--- START ---

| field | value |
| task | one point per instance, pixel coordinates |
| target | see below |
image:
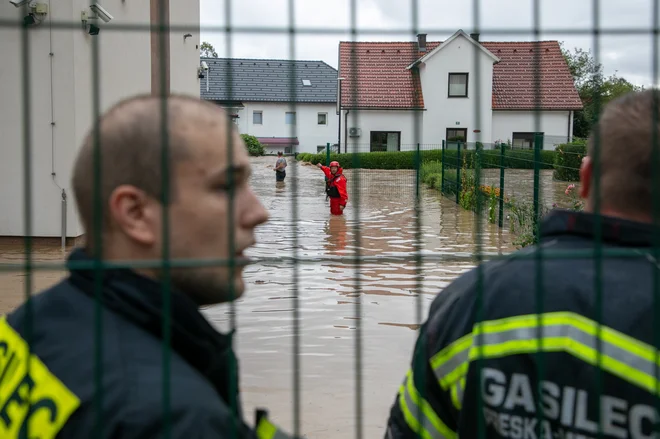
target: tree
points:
(594, 88)
(206, 50)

--- END ---

Output each entry verbatim; none of the pictures should be included.

| field | value |
| task | one point per instance, pixel coordinates |
| target | see below |
image:
target: tree
points:
(594, 88)
(206, 50)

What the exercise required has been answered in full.